» **SET EXERCISE**
Copy the listing below, substituting "game overlay" for every occurrence of "AR layer" and leaving everything else unchanged.
☆ ☆ ☆
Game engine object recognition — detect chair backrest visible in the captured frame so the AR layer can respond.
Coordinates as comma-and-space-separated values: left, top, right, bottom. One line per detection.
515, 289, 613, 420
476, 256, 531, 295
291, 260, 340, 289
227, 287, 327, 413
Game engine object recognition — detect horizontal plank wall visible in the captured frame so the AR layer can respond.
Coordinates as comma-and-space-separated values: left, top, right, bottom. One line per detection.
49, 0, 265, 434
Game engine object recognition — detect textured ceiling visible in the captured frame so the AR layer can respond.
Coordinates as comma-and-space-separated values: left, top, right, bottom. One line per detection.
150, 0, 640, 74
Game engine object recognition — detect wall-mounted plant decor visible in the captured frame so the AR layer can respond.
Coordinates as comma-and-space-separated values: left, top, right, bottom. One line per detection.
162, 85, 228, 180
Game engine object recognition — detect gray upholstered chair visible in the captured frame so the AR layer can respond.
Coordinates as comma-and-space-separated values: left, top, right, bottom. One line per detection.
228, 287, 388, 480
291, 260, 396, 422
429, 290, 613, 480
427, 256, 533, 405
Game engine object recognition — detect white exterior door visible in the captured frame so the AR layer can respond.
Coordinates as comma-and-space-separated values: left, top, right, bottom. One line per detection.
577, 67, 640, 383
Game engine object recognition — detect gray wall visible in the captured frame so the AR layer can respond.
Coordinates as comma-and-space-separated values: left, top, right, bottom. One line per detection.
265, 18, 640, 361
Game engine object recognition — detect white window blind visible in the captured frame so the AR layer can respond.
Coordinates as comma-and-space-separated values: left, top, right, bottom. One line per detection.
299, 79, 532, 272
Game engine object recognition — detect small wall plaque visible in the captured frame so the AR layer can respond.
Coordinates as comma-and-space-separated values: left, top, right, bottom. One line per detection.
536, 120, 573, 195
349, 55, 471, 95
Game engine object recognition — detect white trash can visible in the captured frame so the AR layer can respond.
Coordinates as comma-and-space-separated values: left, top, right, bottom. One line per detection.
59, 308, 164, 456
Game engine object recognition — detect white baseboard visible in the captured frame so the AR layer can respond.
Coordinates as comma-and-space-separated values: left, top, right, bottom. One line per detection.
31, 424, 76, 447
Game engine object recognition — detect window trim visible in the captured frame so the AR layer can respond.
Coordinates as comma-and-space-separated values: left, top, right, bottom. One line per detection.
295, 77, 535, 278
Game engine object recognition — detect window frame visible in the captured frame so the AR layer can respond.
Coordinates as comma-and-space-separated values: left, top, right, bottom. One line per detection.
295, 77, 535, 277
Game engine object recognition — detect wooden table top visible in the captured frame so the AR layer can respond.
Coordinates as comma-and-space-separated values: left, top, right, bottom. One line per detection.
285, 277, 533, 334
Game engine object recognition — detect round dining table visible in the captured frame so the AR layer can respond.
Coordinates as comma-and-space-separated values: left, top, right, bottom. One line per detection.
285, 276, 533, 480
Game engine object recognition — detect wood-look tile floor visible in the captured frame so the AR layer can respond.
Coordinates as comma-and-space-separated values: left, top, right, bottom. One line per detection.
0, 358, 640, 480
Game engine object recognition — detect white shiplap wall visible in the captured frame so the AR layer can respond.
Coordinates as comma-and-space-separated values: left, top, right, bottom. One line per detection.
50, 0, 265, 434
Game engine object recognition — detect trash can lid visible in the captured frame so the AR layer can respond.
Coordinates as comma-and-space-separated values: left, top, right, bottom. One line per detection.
☆ ☆ ☆
» **RESPONSE TO THE EXERCISE**
Game engine object recognition — detect chair backrest visible in the captured frame so the game overlay can respond.
Coordinates as comma-and-space-separated values: left, top, right, bottom. One line per detection.
515, 289, 613, 420
476, 256, 531, 295
291, 260, 340, 289
227, 287, 327, 413
Game engine object recognition — detect horizontal plank wall visible in the captured frame so the game overlay can respond.
Coordinates as comma-and-space-separated values: left, top, right, bottom. One line per detection.
49, 0, 265, 434
Game engine object recognition — detect textured ceiling visible in the captured frame so the game overlay can respond.
Coordinates as comma-and-space-separated values: left, top, right, bottom. One line per detection.
150, 0, 640, 74
Game engine object recognition — detect wall-mounted plant decor visible in the captured frame so the game overlay can respond.
Coordinates as comma-and-space-separated values: left, top, right, bottom. One line per detection.
162, 85, 228, 180
Game engine object recognition — detect gray upholstered chair visible in the captured frame so the game overlay can respond.
Coordinates as comma-and-space-separated values: left, top, right, bottom. One line per detection.
228, 287, 388, 480
291, 260, 396, 422
429, 290, 613, 480
427, 256, 533, 405
Game engine object recognition — detect white exterior door visible in the captured frame so the game overlay can respond.
Coordinates as comma-and-space-separated values: left, top, right, bottom. One line per detection.
577, 67, 640, 383
Game engine object recognition — detect gray wall visible in the captured frame so the game overlay can respond.
Coordinates as comma-and-space-separated values: left, top, right, bottom. One line per detection.
265, 18, 640, 361
Game engine object recognition — detect white window blind visible in the captured frame so the game overlay can respond.
Coordinates as comma-and-space-separated values: left, top, right, bottom. One line per detection.
299, 79, 532, 272
Game engine object recognition — detect small wall plaque visible in the captured frame so the game overlay can respond.
Coordinates as comma-and-space-separated values: left, top, right, bottom. One line per detection.
536, 120, 573, 195
349, 55, 471, 95
Game engine object recognition — detect white trash can visible in the captured frame so the game overlay can respond.
Coordinates as comma-and-space-separated values: left, top, right, bottom. One line per detection.
59, 308, 164, 456
Game engine object recognition — detect white baseboard visible in the captured frame so the game overlay can respond.
Coordinates as comma-and-space-separated values: left, top, right, bottom. One line per detection.
31, 424, 76, 447
Game engine object recognition — detect window trim visible in the captured frame so the game overlay can respond.
Coordinates as comma-and-space-separated values: left, top, right, bottom. One line per detection.
295, 77, 535, 278
Game engine object recognition — detect window frame visible in the captured frame so the game overlay can respond.
Coordinates as comma-and-space-separated values: left, top, right, bottom. One line per detection.
295, 77, 535, 277
Game engine object recognition — detect wooden table top visible in the captured frame so the game overlay can respond.
Coordinates as comma-and-space-separated values: left, top, right, bottom. One line per detection.
285, 277, 533, 334
Game engine object recognition — detect round dining table visible in the captured frame so the game overlay can respond.
Coordinates as comma-and-space-separated values: left, top, right, bottom. One line per detection.
285, 276, 533, 480
Game engine object recognition — detect wood-look tile floor visible in the captured frame so the game overlay can respond.
Coordinates as comma-and-space-separated values: left, top, right, bottom. One line per detection.
0, 358, 640, 480
Game engine object recognition — detect white shiplap wall visible in the captured frame so the game overlay can respond.
Coordinates as comma-and-space-separated values: left, top, right, bottom. One line per detection.
50, 0, 265, 434
Game engine object recognition — detect trash can lid visible in the captured frame so the game overlay can respond.
Coordinates as comma-and-space-separated values: left, top, right, bottom. One line per detection.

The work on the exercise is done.